What you need to do: Reproduce what is written in the records below exactly, and leave out the images.

Material provided:
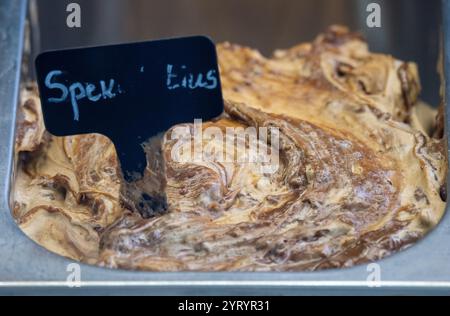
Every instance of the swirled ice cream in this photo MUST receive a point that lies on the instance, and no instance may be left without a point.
(358, 176)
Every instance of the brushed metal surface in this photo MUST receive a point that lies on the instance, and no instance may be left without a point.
(26, 268)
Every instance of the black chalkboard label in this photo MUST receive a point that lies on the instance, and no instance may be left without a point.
(129, 92)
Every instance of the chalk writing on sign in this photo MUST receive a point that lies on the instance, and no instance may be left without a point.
(78, 91)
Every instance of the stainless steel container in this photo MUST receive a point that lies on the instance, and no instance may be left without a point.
(27, 268)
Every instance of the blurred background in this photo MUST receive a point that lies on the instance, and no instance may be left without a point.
(410, 28)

Reply to the exercise:
Every instance of the swirled ice cream in this photo MUST receive a point that lies on the instance, and no instance may be left without a point.
(358, 176)
Every instance of the brushed metal surface in this photo MUST receive a point that lies on the instance, and no instance may be left without a point.
(26, 268)
Every instance of the black chalkboard label in this photo MUST receive a point that lies on the instance, and no instance may be left without a point.
(129, 92)
Every instance of the chalk writing on sign in this photo MUST receive a point that lies on the instance, and no instance may be left without a point.
(78, 91)
Every instance of the stainless steel container in this photo MUST receive a point that lies on the instance, and no instance may be left without a point.
(27, 268)
Every instance of the blurred background in this photo MUST receive a point that lies on the instance, and no instance may be left without a point.
(410, 28)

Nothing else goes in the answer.